> **SUPPLIED RECORDS**
_____

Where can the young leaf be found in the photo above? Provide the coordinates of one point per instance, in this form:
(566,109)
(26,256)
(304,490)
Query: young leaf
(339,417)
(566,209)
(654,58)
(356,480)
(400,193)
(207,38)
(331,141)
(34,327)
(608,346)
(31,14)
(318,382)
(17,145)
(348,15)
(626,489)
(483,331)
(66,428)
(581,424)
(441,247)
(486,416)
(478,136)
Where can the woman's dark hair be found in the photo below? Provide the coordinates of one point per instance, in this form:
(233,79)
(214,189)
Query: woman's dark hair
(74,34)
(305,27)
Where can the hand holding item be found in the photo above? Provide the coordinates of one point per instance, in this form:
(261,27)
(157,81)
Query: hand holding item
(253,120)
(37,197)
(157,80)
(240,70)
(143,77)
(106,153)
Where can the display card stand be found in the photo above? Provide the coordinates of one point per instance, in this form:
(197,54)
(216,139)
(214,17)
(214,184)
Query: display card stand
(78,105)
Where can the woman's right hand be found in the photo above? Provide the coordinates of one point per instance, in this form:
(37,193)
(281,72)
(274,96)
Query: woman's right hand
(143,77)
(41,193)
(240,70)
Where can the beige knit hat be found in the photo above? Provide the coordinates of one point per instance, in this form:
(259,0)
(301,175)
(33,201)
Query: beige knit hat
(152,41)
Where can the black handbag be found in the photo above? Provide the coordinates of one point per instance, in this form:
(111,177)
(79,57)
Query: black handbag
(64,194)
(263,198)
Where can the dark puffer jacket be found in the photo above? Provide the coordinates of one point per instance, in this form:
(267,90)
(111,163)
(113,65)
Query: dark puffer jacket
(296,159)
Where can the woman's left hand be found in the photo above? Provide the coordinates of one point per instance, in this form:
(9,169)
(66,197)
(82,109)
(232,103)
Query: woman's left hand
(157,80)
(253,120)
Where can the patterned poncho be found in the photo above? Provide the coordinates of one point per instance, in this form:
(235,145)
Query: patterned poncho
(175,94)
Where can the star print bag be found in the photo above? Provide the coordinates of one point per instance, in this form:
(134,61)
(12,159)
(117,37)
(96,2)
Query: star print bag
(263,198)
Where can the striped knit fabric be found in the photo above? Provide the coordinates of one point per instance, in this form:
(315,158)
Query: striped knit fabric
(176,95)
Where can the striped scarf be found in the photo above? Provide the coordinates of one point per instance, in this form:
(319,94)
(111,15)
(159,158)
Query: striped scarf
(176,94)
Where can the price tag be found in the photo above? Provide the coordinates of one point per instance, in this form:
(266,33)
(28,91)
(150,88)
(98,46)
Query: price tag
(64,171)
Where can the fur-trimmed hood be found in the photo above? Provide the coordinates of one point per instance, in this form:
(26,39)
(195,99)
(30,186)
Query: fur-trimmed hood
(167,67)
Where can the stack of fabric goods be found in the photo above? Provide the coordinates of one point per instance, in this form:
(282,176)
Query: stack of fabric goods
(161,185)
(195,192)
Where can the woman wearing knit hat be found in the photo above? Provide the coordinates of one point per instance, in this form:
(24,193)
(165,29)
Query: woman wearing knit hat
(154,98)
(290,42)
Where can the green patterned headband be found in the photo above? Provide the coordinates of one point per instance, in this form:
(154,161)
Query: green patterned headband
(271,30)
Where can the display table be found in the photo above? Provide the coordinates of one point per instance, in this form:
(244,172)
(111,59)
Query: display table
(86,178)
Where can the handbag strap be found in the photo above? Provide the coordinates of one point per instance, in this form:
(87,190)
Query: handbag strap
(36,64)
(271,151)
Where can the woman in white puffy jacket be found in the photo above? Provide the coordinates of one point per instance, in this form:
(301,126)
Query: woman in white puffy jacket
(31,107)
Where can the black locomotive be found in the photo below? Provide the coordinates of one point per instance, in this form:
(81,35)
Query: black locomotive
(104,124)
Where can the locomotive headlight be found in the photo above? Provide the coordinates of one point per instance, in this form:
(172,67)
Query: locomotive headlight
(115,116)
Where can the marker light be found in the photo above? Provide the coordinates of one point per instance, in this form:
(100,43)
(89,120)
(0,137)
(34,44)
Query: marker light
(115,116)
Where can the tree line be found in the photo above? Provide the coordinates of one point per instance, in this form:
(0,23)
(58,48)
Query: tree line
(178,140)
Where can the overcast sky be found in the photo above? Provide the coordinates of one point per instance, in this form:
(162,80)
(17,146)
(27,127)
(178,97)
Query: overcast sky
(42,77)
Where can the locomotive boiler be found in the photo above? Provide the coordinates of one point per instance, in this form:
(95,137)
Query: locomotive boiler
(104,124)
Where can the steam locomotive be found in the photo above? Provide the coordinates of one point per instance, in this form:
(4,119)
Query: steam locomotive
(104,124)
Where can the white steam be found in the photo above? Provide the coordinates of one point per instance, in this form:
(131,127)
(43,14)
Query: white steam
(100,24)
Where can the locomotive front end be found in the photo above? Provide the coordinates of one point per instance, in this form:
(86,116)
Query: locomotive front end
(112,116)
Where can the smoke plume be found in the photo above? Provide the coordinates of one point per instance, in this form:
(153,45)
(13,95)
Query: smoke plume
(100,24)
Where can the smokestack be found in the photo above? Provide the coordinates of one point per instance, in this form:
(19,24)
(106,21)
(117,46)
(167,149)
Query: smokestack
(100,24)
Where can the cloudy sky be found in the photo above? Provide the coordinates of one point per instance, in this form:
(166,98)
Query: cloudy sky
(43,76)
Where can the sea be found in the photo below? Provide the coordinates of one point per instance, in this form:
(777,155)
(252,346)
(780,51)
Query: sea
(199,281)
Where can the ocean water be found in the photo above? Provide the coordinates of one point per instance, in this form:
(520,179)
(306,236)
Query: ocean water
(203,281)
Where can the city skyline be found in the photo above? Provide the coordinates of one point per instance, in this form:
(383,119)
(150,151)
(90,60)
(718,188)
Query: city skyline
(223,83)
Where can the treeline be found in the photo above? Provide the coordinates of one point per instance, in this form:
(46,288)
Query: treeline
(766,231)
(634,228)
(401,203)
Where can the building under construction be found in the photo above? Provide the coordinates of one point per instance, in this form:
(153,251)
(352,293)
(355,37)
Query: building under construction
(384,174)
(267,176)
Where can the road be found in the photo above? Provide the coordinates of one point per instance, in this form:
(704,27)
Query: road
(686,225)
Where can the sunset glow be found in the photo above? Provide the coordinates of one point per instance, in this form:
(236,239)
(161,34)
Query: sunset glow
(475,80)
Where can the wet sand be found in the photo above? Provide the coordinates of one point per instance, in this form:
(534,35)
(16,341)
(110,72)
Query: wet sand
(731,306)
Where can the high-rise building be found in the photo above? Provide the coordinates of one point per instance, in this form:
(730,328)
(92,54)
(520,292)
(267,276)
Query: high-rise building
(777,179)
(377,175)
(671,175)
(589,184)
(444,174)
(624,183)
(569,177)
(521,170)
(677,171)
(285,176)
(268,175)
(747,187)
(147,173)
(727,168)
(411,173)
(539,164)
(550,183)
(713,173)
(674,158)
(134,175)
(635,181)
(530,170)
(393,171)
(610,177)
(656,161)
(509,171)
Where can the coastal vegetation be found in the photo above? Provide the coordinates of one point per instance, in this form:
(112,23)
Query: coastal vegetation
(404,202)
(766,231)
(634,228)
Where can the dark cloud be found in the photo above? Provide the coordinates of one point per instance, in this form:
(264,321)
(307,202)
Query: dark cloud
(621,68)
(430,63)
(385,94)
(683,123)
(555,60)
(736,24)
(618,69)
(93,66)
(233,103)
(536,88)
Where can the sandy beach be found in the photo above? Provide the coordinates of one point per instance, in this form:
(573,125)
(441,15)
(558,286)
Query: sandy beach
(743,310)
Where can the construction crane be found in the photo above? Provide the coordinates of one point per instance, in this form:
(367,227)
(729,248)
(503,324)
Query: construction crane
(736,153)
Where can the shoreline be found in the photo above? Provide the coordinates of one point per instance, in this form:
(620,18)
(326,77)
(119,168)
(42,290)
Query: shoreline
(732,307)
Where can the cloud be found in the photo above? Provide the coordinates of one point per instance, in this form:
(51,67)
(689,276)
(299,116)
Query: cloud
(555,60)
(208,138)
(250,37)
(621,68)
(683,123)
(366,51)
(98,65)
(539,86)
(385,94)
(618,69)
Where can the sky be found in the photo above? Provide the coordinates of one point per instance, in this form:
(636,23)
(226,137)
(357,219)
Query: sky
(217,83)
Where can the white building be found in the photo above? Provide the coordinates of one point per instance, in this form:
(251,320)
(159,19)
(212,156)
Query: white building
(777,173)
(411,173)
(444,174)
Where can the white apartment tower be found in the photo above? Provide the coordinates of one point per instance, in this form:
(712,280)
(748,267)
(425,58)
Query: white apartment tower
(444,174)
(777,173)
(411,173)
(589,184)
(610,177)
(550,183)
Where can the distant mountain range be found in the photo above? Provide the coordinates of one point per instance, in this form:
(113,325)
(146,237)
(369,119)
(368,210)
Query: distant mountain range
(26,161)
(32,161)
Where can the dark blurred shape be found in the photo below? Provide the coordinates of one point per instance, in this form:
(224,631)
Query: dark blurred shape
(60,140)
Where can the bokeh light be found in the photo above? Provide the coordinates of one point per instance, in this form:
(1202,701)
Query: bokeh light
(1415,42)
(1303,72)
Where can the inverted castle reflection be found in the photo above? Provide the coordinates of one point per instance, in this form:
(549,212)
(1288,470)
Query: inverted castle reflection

_____

> **TASK GOAL**
From the records above, return each line that includes "inverted".

> **ANSWER**
Where can the inverted castle reflection be found in the photo above? Provide the coordinates of one point per instance, in this form:
Query: inverted castle reflection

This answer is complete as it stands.